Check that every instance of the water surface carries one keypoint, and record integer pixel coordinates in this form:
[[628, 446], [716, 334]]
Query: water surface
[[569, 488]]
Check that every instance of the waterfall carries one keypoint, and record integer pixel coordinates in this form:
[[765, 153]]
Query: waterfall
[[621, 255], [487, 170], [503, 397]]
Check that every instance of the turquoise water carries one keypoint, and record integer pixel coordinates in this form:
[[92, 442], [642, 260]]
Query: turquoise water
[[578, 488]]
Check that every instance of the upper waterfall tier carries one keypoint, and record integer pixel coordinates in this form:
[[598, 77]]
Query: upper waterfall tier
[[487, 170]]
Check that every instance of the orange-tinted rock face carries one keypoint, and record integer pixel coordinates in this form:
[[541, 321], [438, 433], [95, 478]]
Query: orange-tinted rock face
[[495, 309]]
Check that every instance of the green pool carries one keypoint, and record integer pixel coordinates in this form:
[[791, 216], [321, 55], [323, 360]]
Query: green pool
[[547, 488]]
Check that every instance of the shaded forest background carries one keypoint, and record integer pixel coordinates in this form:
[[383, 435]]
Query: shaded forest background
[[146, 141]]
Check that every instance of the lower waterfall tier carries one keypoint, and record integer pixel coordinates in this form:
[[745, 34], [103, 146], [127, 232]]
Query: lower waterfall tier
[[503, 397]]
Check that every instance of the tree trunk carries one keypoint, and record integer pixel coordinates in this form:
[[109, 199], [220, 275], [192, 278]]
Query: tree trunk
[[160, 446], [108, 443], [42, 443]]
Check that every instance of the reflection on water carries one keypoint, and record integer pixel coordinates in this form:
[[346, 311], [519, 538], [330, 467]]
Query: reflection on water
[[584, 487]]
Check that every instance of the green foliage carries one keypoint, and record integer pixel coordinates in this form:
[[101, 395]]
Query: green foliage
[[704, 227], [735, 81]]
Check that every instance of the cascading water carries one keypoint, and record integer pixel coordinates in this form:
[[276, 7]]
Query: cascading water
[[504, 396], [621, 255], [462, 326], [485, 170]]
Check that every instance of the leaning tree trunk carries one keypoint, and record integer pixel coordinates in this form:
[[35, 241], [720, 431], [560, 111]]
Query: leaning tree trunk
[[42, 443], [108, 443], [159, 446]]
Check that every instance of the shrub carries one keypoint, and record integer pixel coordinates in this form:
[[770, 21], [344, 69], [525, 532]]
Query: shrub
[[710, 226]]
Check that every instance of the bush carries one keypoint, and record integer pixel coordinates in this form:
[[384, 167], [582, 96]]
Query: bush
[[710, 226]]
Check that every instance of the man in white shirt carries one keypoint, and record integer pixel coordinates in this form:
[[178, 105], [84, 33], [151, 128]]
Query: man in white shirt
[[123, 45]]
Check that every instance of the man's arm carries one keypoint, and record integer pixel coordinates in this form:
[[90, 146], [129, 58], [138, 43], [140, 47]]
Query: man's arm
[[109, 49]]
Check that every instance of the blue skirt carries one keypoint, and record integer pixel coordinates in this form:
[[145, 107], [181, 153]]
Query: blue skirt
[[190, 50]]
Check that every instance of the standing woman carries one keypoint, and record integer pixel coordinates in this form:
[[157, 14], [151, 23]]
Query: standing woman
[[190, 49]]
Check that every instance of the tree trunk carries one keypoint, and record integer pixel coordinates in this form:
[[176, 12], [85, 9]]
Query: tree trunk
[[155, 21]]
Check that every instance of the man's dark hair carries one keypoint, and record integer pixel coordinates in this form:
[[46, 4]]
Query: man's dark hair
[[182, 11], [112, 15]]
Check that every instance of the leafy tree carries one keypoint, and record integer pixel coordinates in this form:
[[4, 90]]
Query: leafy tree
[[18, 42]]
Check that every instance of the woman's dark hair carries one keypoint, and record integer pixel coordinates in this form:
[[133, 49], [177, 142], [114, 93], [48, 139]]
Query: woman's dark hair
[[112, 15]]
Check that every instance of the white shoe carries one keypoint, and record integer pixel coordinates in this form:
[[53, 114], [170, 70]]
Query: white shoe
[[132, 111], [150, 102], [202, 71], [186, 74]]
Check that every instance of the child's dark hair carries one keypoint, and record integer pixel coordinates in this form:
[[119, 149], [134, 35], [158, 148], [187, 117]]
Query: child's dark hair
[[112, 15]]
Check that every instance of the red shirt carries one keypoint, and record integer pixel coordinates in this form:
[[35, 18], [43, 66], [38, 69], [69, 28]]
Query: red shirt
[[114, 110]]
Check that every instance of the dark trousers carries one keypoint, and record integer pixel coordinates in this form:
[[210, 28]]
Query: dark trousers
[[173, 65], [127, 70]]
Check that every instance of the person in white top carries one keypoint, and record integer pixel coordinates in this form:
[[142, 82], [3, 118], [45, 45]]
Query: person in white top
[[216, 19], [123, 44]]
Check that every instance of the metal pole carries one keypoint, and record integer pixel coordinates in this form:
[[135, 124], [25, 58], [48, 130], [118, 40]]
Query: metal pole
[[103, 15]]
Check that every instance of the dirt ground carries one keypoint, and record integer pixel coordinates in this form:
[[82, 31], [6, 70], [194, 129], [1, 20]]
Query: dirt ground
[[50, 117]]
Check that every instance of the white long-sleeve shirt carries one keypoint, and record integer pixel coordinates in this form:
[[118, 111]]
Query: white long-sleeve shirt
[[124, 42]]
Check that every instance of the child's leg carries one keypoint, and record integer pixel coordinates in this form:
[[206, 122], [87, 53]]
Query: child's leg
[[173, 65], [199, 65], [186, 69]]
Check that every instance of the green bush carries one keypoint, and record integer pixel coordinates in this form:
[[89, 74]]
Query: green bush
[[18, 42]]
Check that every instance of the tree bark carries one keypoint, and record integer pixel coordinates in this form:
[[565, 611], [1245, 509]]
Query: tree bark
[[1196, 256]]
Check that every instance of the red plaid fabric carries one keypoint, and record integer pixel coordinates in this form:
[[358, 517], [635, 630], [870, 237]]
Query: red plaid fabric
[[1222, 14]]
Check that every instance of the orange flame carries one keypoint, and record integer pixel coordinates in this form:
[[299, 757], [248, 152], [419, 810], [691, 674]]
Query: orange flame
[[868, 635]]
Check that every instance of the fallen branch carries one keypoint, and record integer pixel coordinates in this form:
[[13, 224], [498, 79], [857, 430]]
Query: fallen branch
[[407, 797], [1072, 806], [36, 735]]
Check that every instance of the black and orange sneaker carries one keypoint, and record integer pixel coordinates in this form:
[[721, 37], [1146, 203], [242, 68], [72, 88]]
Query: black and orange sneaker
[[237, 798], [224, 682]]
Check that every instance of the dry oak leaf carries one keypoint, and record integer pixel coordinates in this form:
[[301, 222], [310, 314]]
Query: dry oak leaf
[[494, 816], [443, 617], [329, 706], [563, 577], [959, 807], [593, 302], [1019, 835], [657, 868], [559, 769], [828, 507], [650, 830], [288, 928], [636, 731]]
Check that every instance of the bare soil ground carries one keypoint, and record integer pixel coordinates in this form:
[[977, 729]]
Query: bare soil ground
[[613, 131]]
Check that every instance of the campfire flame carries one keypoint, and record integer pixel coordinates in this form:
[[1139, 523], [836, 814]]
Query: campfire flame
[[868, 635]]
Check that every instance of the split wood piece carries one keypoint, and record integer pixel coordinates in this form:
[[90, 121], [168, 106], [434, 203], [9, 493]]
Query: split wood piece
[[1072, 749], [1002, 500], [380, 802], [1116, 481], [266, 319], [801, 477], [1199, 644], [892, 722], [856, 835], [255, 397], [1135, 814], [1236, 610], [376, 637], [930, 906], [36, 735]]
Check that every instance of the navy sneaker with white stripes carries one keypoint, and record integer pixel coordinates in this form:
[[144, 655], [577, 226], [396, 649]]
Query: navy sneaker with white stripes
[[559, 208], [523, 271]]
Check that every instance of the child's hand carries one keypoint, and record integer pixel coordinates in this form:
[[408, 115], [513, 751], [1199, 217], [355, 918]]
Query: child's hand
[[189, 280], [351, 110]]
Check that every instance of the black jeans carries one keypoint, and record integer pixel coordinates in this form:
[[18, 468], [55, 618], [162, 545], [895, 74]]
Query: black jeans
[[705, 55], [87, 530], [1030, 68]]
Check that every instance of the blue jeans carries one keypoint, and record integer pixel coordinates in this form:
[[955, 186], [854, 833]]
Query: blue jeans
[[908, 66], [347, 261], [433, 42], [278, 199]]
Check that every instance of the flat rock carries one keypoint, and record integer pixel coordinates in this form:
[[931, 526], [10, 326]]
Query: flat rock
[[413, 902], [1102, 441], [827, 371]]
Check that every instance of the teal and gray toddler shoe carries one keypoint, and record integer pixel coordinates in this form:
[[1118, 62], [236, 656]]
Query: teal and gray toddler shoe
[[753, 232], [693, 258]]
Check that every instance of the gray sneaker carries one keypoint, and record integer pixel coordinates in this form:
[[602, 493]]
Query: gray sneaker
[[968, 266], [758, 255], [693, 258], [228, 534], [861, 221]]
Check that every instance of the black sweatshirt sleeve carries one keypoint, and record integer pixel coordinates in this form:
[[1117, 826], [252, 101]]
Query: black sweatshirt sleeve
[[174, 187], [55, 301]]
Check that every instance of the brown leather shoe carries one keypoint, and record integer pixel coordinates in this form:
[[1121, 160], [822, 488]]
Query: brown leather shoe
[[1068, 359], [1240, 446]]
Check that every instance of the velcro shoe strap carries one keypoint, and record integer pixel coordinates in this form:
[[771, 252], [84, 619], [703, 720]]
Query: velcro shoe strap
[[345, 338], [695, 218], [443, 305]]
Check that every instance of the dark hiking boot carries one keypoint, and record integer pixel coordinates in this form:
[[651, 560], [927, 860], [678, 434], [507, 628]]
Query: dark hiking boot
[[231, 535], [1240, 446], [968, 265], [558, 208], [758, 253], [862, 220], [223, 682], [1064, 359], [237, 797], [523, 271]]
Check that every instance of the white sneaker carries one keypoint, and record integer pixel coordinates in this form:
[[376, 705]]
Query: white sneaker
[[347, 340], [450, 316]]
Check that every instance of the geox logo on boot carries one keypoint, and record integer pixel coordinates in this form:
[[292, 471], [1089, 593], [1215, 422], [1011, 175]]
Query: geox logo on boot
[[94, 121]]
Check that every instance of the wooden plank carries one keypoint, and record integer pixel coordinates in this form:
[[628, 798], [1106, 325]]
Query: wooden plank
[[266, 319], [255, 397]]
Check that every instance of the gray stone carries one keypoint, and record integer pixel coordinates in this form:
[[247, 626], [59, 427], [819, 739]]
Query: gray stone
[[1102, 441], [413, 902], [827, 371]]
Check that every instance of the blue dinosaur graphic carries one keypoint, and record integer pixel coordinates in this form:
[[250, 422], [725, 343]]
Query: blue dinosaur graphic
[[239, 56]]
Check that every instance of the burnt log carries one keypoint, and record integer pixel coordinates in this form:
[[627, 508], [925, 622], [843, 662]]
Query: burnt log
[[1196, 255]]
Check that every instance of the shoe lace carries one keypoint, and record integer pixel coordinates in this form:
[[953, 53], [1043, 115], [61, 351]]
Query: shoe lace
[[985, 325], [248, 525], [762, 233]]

### Aufgabenstellung
Zitieren Sie aus der obigen Auflistung unverändert die Zeilen von der Zeile mit "Check that every instance of the black and" bis zur Zeile mit "928], [636, 731]]", wobei beide Zeilen eingeschlossen sind.

### Schriftliche Lösung
Check that every instance of the black and orange sneaker carries one keypoint, and record integer pixel coordinates in this form:
[[721, 37], [1146, 203], [242, 68], [72, 88]]
Query: black and orange sneaker
[[237, 798], [224, 682]]
Check that every instance of the dry oak leaf carries one keypoint, and record integer pixel coordinates in this form:
[[301, 222], [310, 314]]
Query: dry oak leaf
[[494, 816], [443, 617], [329, 706], [563, 577], [959, 807], [593, 302], [1019, 835], [657, 868], [559, 769], [828, 507], [650, 830], [288, 928], [636, 731]]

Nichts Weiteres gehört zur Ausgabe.